Skip to main content

DataFrame utilities for Chalk AI, backed by libchalk

Project description

chalkdf

DataFrame utilities for building fast, portable data pipelines on top of Apache Arrow — powered by Chalk’s libchalk execution engine.

The API centers on two concepts:

  • chalkdf.DataFrame: a lightweight, eager plan that you can materialize to Arrow.
  • chalkdf.LazyFrame: a serializable, chainable description of a plan that can be round-tripped to/from a protobuf and converted to a DataFrame for execution.

You build expressions with Chalk’s Python underscore DSL (from chalk import _) and function registry (import chalk.functions as F). We also ship pragmatic testing helpers (chalkdf.Testing) to make it easy to compare results in your unit tests.

Installation

  • Requires Python 3.10–3.13
  • Works on Linux and macOS 15+

Install from PyPI:

pip install chalkdf chalkpy

Quickstart

Below are minimal, self‑contained examples that mirror the public API used in the tests.

Create from Arrow and select columns

import pyarrow as pa
from chalkdf import DataFrame

tbl = pa.table({"a": [1, 2, 3], "b": [10, 20, 30], "c": [100, 200, 300]})
df = DataFrame.from_arrow(tbl)

out = df.select("c", "a")
print(out.run())
# ┌─────┬─────┐
# │  c  │  a  │
# ├─────┼─────┤
# │ 100 │  1  │
# │ 200 │  2  │
# │ 300 │  3  │
# └─────┴─────┘

Add or replace columns with expressions

import pyarrow as pa
import chalk.functions as F
from chalk import _
from chalkdf import DataFrame

tbl = pa.table({"a": pa.array([1, 2, 3], pa.int64()), "b": pa.array([10, 20, 30], pa.int64())})
df = DataFrame.from_arrow(tbl)

out = df.with_columns(
    {
        "sum": _.a + _.b,
        "flag": F.if_then_else(_.a < 2, "small", "big"),
    }
)
print(out.run())

Filter, slice, and order

import pyarrow as pa
from chalk import _
from chalkdf import DataFrame

tbl = pa.table({"a": pa.array([1, 2, 3, 4, 5], pa.int64()), "b": pa.array([10, 20, 30, 40, 50], pa.int64())})
df = DataFrame.from_arrow(tbl)

out = df.filter(_.a > 2).slice(1, 2).order_by(("b", "descending"))
print(out.run())

Rename and explode

import pyarrow as pa
from chalkdf import DataFrame

tbl = pa.table({"id": [1, 2], "vals": pa.array([[1, 2], []], type=pa.list_(pa.int64()))})
df = DataFrame.from_arrow(tbl)

renamed = df.rename({"vals": "values"})
exploded = renamed.explode("values")
print(exploded.run())  # (1,1), (1,2)

Group by and aggregate

import pyarrow as pa
from chalk import _
from chalkdf import DataFrame

tbl = pa.table({"g": [1, 1, 2, 2, 2], "v": pa.array([10, 20, 1, 2, 3], pa.int64())})
df = DataFrame.from_arrow(tbl)

out = df.agg(["g"], _.v.sum().alias("v_sum"))

Problem set |
(1) Name every DataFrame method chained together in the "Filter, slice, and order" example of the chalkdf description.
(2) According to the chalkdf description, which Python versions does the package require?
(3) Please state whether each statement agrees with the chalkdf description, quoting the words that settle it: (a) a LazyFrame can be round-tripped to and from a protobuf; (b) the testing helpers ship as chalkdf.Testing; (c) chalkdf.DataFrame is described as a lazy plan.
The data that come next are from a separate source.

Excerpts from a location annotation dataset
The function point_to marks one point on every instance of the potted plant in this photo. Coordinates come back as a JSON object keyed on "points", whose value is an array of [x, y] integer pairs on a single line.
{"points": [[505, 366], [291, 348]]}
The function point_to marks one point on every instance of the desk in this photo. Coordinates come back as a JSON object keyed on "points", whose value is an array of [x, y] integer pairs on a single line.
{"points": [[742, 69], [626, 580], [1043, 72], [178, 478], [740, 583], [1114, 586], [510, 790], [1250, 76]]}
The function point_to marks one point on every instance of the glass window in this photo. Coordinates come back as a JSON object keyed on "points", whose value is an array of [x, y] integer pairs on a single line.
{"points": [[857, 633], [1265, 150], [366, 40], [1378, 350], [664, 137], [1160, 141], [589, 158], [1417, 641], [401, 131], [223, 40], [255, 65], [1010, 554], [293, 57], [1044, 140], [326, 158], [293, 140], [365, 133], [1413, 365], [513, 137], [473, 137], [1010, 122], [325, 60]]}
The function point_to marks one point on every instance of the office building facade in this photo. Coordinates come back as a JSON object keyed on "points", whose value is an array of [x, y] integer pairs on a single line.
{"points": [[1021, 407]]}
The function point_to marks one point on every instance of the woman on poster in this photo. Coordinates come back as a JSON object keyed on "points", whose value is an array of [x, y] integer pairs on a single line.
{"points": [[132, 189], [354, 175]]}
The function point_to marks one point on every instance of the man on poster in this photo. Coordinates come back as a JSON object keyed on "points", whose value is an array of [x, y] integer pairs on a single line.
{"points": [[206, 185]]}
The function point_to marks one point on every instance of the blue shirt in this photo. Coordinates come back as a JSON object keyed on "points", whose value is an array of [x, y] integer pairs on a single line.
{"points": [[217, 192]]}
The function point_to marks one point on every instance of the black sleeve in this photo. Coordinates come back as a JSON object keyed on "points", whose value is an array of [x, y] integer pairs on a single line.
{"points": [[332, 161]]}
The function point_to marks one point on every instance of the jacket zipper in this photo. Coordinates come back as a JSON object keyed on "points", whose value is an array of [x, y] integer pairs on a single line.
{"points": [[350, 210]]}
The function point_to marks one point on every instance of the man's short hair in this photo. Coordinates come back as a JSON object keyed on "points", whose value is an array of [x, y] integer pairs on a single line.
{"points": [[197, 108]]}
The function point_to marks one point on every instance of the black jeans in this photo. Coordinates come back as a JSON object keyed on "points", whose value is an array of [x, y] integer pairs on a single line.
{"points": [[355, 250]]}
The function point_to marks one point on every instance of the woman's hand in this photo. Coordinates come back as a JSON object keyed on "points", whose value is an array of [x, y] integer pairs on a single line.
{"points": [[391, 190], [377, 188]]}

Results |
(1) filter, slice, order_by

(2) Python 3.10–3.13

(3)
(a) Yes: "can be round-tripped to/from a protobuf"
(b) Yes: "We also ship pragmatic testing helpers (chalkdf.Testing)"
(c) No: "a lightweight, eager plan"